What is required
Can you rewrite all the records with "in this picture" replaced by "in this image" and everything else left unchanged? Leave the pictures out of your answer.

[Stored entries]

· · ·

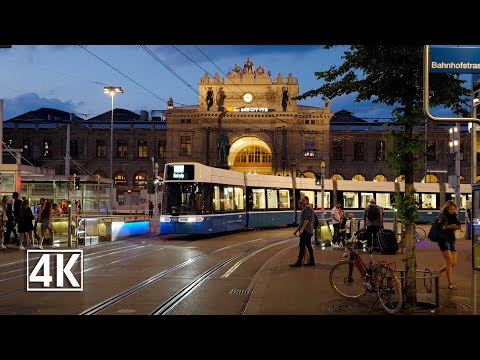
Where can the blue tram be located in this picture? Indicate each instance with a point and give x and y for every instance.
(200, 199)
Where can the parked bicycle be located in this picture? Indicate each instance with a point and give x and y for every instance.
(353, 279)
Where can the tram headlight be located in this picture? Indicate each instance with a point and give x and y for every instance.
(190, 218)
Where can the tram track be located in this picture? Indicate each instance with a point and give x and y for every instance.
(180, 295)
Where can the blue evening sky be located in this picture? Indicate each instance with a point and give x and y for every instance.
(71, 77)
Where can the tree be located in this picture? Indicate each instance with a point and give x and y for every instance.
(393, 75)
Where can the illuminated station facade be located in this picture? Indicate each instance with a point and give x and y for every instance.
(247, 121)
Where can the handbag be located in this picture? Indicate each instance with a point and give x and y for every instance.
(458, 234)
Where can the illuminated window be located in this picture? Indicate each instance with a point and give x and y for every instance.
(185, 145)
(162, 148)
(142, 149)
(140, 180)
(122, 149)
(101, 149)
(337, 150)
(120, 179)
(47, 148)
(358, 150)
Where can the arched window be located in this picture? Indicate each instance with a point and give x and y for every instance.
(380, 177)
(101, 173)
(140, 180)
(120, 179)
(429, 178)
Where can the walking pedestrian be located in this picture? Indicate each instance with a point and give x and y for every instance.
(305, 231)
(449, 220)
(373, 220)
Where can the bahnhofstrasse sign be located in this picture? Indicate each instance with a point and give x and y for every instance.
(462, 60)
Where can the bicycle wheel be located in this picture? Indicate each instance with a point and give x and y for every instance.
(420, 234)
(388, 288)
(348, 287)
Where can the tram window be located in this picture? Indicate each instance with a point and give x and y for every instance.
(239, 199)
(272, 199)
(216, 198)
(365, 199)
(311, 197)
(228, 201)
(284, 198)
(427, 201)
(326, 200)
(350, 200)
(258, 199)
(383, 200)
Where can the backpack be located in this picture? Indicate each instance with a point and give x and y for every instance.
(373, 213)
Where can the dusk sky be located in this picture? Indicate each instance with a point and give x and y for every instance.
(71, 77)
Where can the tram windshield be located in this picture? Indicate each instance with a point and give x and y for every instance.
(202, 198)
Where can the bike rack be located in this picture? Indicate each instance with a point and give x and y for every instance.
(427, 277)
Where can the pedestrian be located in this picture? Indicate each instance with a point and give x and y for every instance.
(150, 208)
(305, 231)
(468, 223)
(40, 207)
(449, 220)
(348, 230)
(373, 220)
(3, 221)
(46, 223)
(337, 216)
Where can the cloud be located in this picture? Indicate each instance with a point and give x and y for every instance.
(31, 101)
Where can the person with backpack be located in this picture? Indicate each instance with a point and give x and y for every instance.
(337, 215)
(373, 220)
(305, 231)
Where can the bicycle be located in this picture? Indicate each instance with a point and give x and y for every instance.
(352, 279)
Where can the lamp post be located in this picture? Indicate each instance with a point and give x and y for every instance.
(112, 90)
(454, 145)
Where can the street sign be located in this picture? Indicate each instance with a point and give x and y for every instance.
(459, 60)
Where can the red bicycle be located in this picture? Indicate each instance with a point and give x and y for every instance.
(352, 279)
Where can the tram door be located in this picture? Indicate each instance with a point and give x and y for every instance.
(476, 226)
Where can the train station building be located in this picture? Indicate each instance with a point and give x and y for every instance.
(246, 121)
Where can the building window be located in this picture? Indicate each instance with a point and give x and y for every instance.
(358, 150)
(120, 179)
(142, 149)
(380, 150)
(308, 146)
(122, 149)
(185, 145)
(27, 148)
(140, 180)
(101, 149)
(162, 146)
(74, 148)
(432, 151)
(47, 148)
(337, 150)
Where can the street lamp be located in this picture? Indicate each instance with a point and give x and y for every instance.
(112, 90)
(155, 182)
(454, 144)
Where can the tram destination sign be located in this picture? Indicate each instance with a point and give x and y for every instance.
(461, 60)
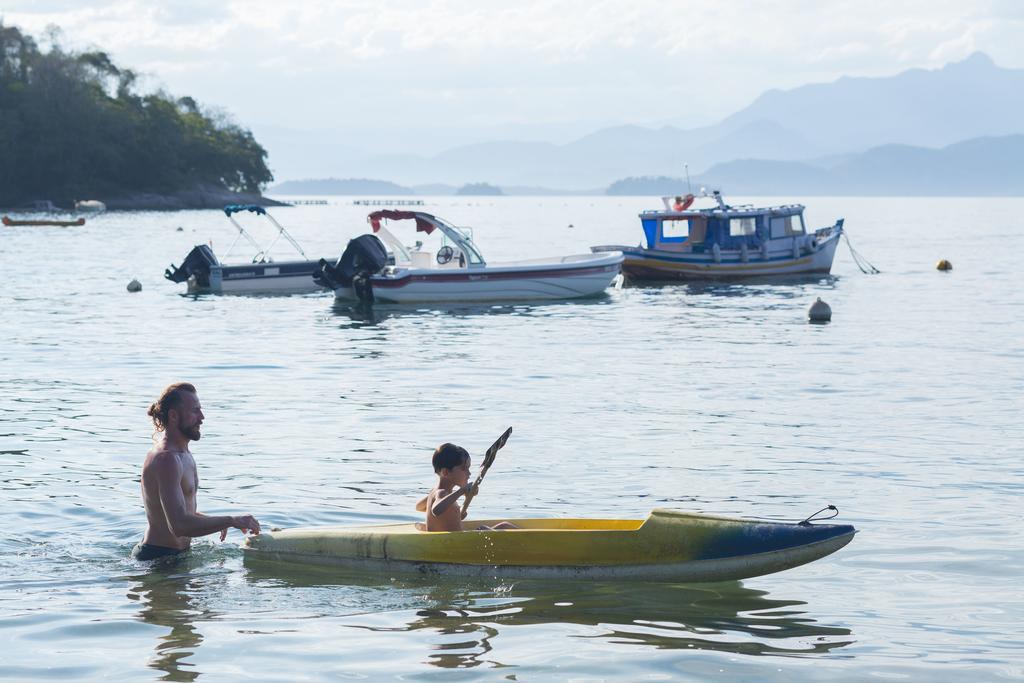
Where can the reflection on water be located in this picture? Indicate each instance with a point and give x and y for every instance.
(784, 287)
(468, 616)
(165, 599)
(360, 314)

· · ·

The output
Where can the blue tram be located in this image? Indicate each instance with a point and give x and y for every instance.
(200, 199)
Where can the parked bicycle be located in this image? Indicate each instance with a point and give x and y for every instance.
(353, 279)
Where can the tram headlight be located in this image? Indicate each instance with a point and give x and y for every instance.
(190, 218)
Where can the tram track be located in this image? Indicate each instance with a point and give x and y for every instance.
(180, 295)
Where can the blue evening sky be located in this image? Indicate each instance with a point and give x and y for every instance.
(71, 77)
Where can the tree be located in this image? Indicate each instance with a point and give x and y for every instance.
(393, 75)
Where can the illuminated station facade be located in this image? Indicate each instance with a point and give x and y for every instance.
(247, 121)
Where can the handbag be located in this image? Indicate each instance with a point and give x and y for every instance.
(458, 234)
Where can the illuminated window be located in this image? Indicate each instance with a point and give x and y for every instance.
(185, 145)
(162, 148)
(142, 149)
(140, 180)
(122, 149)
(101, 149)
(337, 150)
(120, 179)
(47, 148)
(358, 150)
Where can the arched window be located in this image? Indicate each instance with a point and give x and y for every instance.
(380, 177)
(101, 173)
(140, 180)
(120, 179)
(429, 178)
Where can the walking pedestrian be located in this image? Indicate each instance with a point and give x and y for every instance.
(305, 231)
(449, 220)
(373, 220)
Where can the bahnhofstrasse sign be located in this image? Indicate each instance with a point and give x and y for every instance.
(462, 60)
Where can the bicycle wheel be located in this image? Indicate each instance with a point and give x and y for every instance.
(420, 234)
(388, 288)
(348, 287)
Where can the tram window be located in this image? Indicate each instance with a point and give x and y for every instance.
(239, 199)
(272, 199)
(216, 198)
(365, 199)
(311, 197)
(228, 201)
(284, 198)
(427, 201)
(326, 200)
(350, 200)
(258, 199)
(383, 200)
Where can the backpack be located in this image? Indicate each instance with a point and give x and y for every instance.
(373, 213)
Where can the dusk sky be located in this image? Indicate each instance with a point and give x and y for every instance.
(71, 77)
Where can the tram windshield be located in this image? Indicate each instance with a point and give x and y for every instance.
(202, 198)
Where can the bike rack be located in this image? Indicate each instance with a point and give x and y for every instance.
(427, 277)
Where can the pedestrian be located in this image? Indicate each instance with a point and give x and y for every instance.
(150, 208)
(305, 231)
(468, 223)
(40, 207)
(449, 220)
(348, 230)
(373, 220)
(3, 221)
(46, 223)
(337, 216)
Where can the cloud be located in this image? Indicate each instance with a point and give x and y for every instance.
(31, 101)
Where can the person with backpack be located in this image? Indicate each instance with a point and give x and y for every instance.
(337, 215)
(373, 220)
(305, 231)
Where can the bicycle be located in this image? Indicate each instance with a point and give x and y for every instance.
(352, 279)
Where can the lamp post be located in this image? Indicate each instance with a point and give x and y for every instance.
(112, 90)
(454, 145)
Where can the street sign be located in this image? Indicate each instance with a point and give x and y for every instance.
(459, 60)
Where can the red bicycle be located in this image? Indicate each instance with a point and give x and y for every instance.
(352, 279)
Where can the tram door be located in this image? Indicate each instance with a point and give x and y for every instance.
(476, 226)
Where can the train station building be located in this image? Indicate each instance with a point and give x and y for every instance.
(246, 121)
Where can the building window be located in this image? Indicate each instance with a point and give x and y for every instance.
(358, 150)
(120, 179)
(142, 149)
(380, 150)
(308, 146)
(122, 149)
(185, 145)
(27, 148)
(140, 180)
(101, 149)
(162, 146)
(74, 148)
(432, 151)
(47, 148)
(337, 150)
Where can the street lamp be located in this image? Indicate each instance with a point and give x and y for every instance.
(112, 90)
(155, 182)
(454, 144)
Where can the tram destination sign be located in this image? Indicate each instance with a point and give x and y for every instance.
(461, 60)
Where can the reflection on water be located in this image? Indicate each instance with a point and give x and y for every instance.
(784, 287)
(468, 616)
(165, 599)
(360, 314)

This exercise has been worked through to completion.